_Problem requirements_:
Output only the stretch of the listing that starts at the line containing "Target: dense conifer forest" and ends at the line containing "Target: snow-covered forest", reproduced exactly with both ends.

● ● ● ● ● ● ●

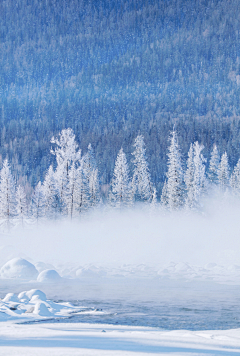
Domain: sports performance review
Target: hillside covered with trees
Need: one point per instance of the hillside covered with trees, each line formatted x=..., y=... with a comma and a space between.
x=113, y=70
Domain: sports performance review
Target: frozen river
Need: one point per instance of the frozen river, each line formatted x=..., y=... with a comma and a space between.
x=166, y=304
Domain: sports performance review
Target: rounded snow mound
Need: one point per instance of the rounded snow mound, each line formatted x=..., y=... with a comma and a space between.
x=41, y=266
x=49, y=276
x=41, y=309
x=36, y=293
x=210, y=265
x=10, y=297
x=18, y=268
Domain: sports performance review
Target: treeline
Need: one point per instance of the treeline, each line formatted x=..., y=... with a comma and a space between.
x=112, y=69
x=73, y=188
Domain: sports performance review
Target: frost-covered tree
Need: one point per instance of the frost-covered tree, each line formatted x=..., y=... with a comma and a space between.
x=164, y=195
x=173, y=190
x=235, y=179
x=21, y=204
x=67, y=154
x=50, y=194
x=199, y=181
x=38, y=202
x=141, y=181
x=90, y=171
x=214, y=166
x=120, y=181
x=223, y=172
x=7, y=193
x=189, y=179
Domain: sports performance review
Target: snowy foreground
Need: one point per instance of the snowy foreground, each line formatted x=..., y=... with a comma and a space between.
x=91, y=339
x=19, y=337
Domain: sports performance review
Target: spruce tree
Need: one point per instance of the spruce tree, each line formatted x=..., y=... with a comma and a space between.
x=21, y=205
x=214, y=166
x=7, y=193
x=174, y=189
x=141, y=182
x=223, y=173
x=120, y=181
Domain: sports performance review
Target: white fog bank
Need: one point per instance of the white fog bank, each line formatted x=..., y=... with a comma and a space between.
x=133, y=237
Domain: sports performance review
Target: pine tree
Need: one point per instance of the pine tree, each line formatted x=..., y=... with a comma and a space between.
x=7, y=193
x=91, y=174
x=174, y=190
x=50, y=195
x=199, y=181
x=214, y=166
x=223, y=173
x=38, y=203
x=189, y=179
x=164, y=196
x=120, y=181
x=141, y=182
x=235, y=179
x=67, y=154
x=21, y=205
x=82, y=189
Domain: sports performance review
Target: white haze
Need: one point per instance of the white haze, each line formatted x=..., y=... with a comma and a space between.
x=134, y=237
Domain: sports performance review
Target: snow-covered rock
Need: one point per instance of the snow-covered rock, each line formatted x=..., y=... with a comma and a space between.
x=11, y=297
x=41, y=309
x=36, y=293
x=49, y=276
x=18, y=268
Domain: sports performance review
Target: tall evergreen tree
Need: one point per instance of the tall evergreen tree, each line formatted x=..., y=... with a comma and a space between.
x=214, y=166
x=174, y=189
x=67, y=154
x=235, y=179
x=21, y=205
x=91, y=174
x=50, y=195
x=141, y=181
x=199, y=181
x=120, y=181
x=7, y=193
x=38, y=203
x=189, y=179
x=223, y=173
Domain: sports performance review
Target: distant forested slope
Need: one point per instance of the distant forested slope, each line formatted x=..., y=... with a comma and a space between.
x=113, y=69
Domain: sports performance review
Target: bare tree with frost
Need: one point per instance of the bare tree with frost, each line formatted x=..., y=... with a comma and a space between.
x=120, y=182
x=199, y=181
x=50, y=194
x=235, y=179
x=214, y=166
x=223, y=173
x=67, y=154
x=173, y=188
x=90, y=171
x=38, y=203
x=7, y=193
x=142, y=188
x=21, y=205
x=189, y=179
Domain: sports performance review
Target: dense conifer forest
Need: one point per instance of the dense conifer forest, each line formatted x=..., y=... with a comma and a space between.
x=112, y=70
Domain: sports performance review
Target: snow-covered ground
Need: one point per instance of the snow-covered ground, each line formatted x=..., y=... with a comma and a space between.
x=106, y=340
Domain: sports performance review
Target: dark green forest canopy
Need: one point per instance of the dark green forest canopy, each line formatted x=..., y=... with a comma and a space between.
x=113, y=69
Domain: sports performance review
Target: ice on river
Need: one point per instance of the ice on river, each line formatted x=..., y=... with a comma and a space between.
x=62, y=339
x=33, y=305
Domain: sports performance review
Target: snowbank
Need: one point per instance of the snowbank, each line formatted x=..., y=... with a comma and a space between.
x=49, y=276
x=34, y=305
x=18, y=268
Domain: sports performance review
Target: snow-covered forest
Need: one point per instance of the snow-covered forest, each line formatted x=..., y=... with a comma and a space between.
x=72, y=186
x=112, y=69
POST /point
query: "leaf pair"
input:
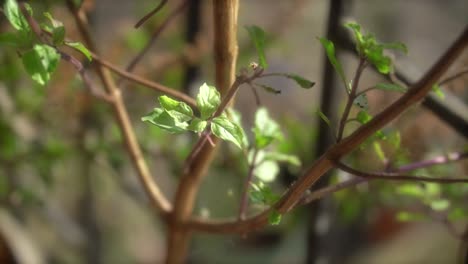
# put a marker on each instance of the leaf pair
(177, 117)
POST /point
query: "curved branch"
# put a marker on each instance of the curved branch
(326, 162)
(145, 82)
(151, 188)
(150, 14)
(389, 176)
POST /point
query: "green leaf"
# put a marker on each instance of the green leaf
(257, 35)
(262, 193)
(281, 157)
(266, 170)
(274, 217)
(323, 116)
(436, 89)
(362, 102)
(197, 125)
(208, 100)
(81, 48)
(396, 46)
(408, 216)
(269, 89)
(41, 62)
(14, 15)
(390, 87)
(363, 117)
(223, 128)
(161, 118)
(379, 151)
(57, 30)
(266, 129)
(180, 111)
(304, 83)
(9, 39)
(330, 51)
(440, 204)
(236, 118)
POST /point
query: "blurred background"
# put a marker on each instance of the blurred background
(69, 193)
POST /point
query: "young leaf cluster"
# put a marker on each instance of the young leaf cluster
(39, 55)
(178, 117)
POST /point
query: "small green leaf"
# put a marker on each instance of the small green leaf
(57, 30)
(81, 48)
(391, 87)
(257, 35)
(362, 102)
(9, 39)
(14, 15)
(304, 83)
(379, 151)
(408, 216)
(363, 117)
(197, 125)
(440, 205)
(267, 171)
(330, 51)
(396, 46)
(323, 116)
(436, 89)
(180, 111)
(274, 218)
(227, 130)
(40, 62)
(266, 129)
(208, 100)
(281, 157)
(160, 118)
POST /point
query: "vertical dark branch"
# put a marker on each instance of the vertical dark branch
(193, 28)
(328, 105)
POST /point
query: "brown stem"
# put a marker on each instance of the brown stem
(157, 198)
(145, 82)
(244, 196)
(150, 14)
(325, 163)
(351, 97)
(225, 48)
(395, 176)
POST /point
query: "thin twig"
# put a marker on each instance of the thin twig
(150, 14)
(248, 181)
(453, 77)
(155, 35)
(418, 91)
(350, 99)
(396, 176)
(151, 188)
(145, 82)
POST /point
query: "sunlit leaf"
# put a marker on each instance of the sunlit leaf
(225, 129)
(180, 111)
(257, 35)
(274, 218)
(390, 87)
(160, 118)
(40, 62)
(81, 48)
(208, 100)
(266, 129)
(330, 51)
(14, 15)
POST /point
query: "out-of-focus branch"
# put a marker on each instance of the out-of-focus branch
(151, 188)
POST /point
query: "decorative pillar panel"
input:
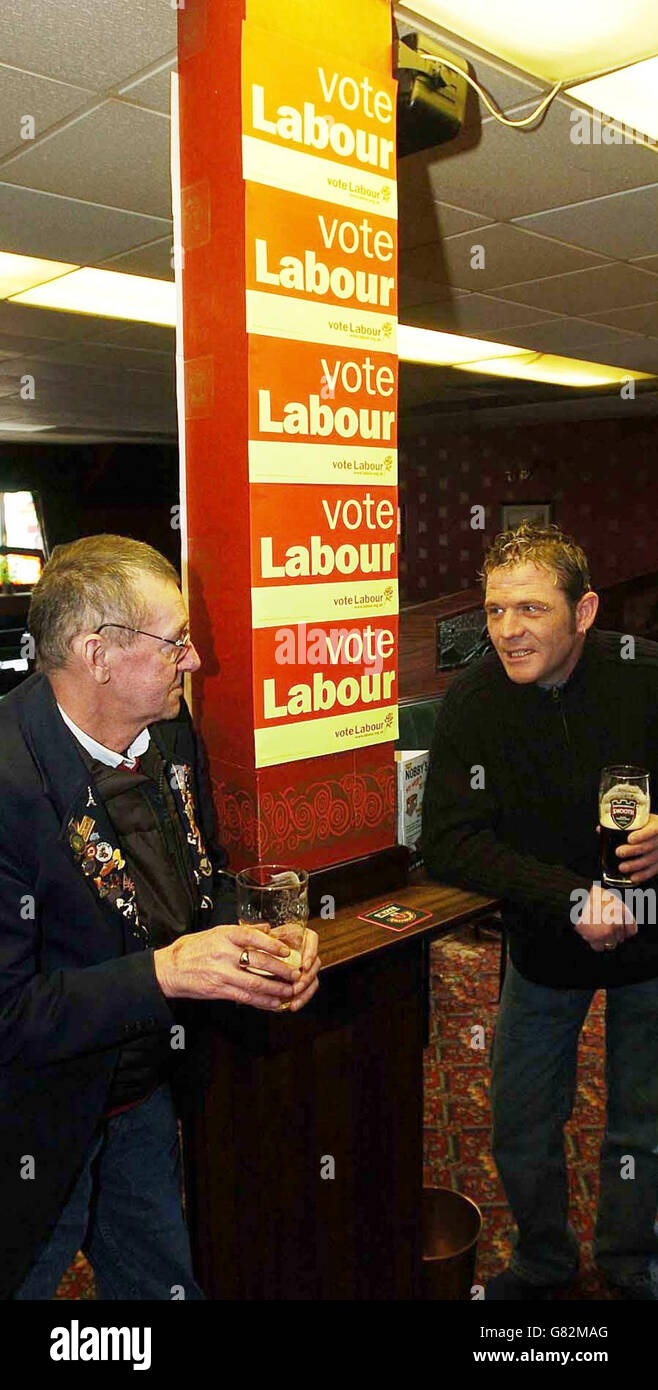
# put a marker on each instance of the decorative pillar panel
(288, 228)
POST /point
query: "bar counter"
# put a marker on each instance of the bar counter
(303, 1158)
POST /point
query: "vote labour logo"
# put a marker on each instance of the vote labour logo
(623, 811)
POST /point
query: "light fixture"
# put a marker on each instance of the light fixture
(438, 349)
(555, 42)
(557, 371)
(107, 293)
(9, 427)
(427, 345)
(629, 96)
(20, 273)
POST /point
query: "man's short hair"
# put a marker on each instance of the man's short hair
(91, 581)
(546, 546)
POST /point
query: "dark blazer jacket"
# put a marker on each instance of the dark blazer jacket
(75, 977)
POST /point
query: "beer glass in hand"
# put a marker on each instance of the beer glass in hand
(276, 900)
(623, 805)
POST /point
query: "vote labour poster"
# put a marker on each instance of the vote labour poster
(322, 302)
(324, 685)
(322, 414)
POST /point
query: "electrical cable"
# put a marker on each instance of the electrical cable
(488, 102)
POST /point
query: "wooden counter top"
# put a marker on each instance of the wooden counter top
(347, 938)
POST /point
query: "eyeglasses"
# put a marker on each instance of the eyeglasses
(181, 644)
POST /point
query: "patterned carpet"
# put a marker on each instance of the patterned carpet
(456, 1111)
(456, 1115)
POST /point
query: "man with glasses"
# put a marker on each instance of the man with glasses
(110, 912)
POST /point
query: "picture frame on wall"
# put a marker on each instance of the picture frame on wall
(512, 513)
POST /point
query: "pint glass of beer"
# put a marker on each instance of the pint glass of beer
(276, 900)
(623, 805)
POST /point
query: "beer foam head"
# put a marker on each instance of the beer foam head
(625, 806)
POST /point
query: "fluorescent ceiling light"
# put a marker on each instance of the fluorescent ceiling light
(558, 371)
(445, 349)
(20, 273)
(437, 349)
(109, 293)
(558, 41)
(6, 427)
(629, 96)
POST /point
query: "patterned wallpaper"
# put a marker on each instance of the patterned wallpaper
(601, 477)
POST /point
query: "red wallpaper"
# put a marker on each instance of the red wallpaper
(601, 477)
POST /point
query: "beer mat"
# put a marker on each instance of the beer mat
(394, 916)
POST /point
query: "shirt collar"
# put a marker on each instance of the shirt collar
(107, 755)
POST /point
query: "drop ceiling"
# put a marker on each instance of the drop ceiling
(568, 230)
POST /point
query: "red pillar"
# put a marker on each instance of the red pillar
(333, 806)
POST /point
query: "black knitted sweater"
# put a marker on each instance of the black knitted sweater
(527, 836)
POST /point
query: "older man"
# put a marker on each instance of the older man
(511, 809)
(109, 890)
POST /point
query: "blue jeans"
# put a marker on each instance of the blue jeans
(533, 1087)
(125, 1212)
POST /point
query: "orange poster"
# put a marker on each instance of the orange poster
(306, 248)
(323, 687)
(305, 102)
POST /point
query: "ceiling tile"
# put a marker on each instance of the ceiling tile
(21, 95)
(50, 323)
(454, 220)
(640, 319)
(60, 228)
(413, 291)
(84, 161)
(572, 337)
(141, 335)
(647, 263)
(508, 253)
(637, 355)
(13, 345)
(587, 291)
(116, 356)
(509, 174)
(153, 92)
(145, 260)
(420, 218)
(89, 42)
(480, 316)
(623, 225)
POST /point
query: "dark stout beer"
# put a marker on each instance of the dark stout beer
(623, 806)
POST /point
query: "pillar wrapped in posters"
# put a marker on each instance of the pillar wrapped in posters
(288, 230)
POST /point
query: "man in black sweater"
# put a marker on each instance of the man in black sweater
(511, 809)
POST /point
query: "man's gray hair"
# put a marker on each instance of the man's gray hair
(86, 583)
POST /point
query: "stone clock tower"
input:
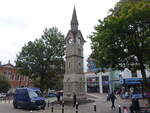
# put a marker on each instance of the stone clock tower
(74, 82)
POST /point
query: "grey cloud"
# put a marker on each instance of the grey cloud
(13, 22)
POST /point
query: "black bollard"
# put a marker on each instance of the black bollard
(119, 109)
(52, 107)
(94, 107)
(77, 107)
(63, 107)
(48, 104)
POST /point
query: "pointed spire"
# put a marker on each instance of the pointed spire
(74, 21)
(74, 17)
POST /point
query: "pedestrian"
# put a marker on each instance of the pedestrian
(112, 98)
(135, 106)
(58, 96)
(74, 99)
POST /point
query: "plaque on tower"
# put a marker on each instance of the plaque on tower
(74, 82)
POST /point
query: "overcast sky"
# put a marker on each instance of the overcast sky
(24, 20)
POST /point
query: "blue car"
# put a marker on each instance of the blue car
(137, 95)
(52, 95)
(28, 98)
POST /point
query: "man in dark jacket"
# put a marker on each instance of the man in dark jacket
(112, 98)
(135, 106)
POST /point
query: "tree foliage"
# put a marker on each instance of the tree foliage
(122, 39)
(42, 60)
(4, 83)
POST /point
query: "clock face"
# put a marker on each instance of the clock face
(78, 40)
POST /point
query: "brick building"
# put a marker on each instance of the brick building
(12, 73)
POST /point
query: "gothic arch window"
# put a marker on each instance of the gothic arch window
(79, 51)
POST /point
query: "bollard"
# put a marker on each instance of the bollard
(94, 107)
(52, 107)
(48, 104)
(63, 107)
(77, 107)
(125, 109)
(119, 109)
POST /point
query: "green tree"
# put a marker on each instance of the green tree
(122, 39)
(42, 60)
(4, 83)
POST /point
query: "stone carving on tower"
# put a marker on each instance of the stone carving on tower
(74, 81)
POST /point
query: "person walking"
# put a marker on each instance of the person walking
(58, 96)
(74, 99)
(112, 98)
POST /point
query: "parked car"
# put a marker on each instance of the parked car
(28, 98)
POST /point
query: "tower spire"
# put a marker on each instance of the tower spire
(74, 21)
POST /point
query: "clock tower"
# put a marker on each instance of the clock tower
(74, 82)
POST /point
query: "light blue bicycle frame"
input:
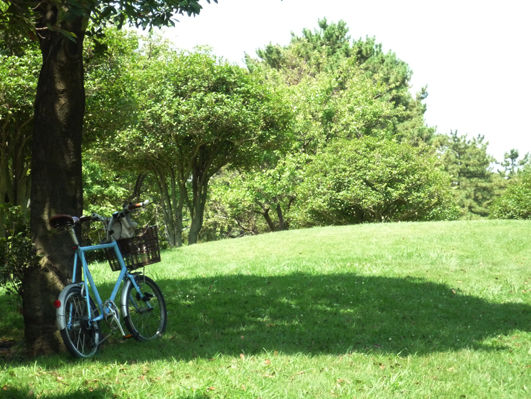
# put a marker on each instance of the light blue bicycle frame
(80, 254)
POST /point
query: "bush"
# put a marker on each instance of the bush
(371, 180)
(16, 248)
(514, 202)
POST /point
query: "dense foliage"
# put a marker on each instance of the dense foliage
(324, 130)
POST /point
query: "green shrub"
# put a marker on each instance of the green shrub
(16, 248)
(515, 201)
(371, 180)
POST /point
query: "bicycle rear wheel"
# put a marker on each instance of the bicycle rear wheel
(81, 337)
(144, 312)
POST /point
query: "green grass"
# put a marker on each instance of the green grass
(411, 310)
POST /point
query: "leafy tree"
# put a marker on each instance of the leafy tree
(17, 90)
(60, 27)
(340, 90)
(373, 180)
(514, 202)
(467, 161)
(195, 116)
(512, 162)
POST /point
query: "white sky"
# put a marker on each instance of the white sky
(473, 55)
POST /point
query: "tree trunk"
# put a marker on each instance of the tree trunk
(200, 190)
(55, 175)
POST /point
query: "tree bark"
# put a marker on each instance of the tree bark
(55, 174)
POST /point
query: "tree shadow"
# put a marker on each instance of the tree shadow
(327, 314)
(18, 393)
(320, 314)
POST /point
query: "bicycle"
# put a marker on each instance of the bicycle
(79, 314)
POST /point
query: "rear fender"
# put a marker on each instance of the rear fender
(61, 311)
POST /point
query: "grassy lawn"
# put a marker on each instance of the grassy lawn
(408, 310)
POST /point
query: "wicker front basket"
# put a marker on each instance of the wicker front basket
(137, 251)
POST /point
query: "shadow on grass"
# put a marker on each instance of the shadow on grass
(17, 393)
(328, 314)
(321, 314)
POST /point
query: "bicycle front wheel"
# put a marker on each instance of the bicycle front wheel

● ● ● ● ● ● ●

_Task output_:
Target: dense conifer forest
Need: one point per instance of the dense conifer forest, each line formatted x=..., y=... with a comma and a space between.
x=112, y=70
Domain: sports performance review
Target: snow-covered ground
Need: one point per instance of the snow-covered ground, each line formatted x=..., y=... with a comma and a space between.
x=106, y=340
Domain: sports performance review
Target: dark green forest canopy
Need: one point per instance of the dark green forest canopy, each line formatted x=..., y=... with a comma and a space between.
x=113, y=69
Domain: sports performance review
Target: ice on river
Need: one point per instance of the ice on river, each line formatted x=..., y=... with a comma and a space between.
x=62, y=339
x=33, y=305
Domain: sports performance review
Target: snowbank
Need: one point per instance of the snowbank, each line formatted x=..., y=... with a comma and a space between.
x=49, y=276
x=34, y=305
x=18, y=268
Domain: sports performance review
Target: snow-covered forest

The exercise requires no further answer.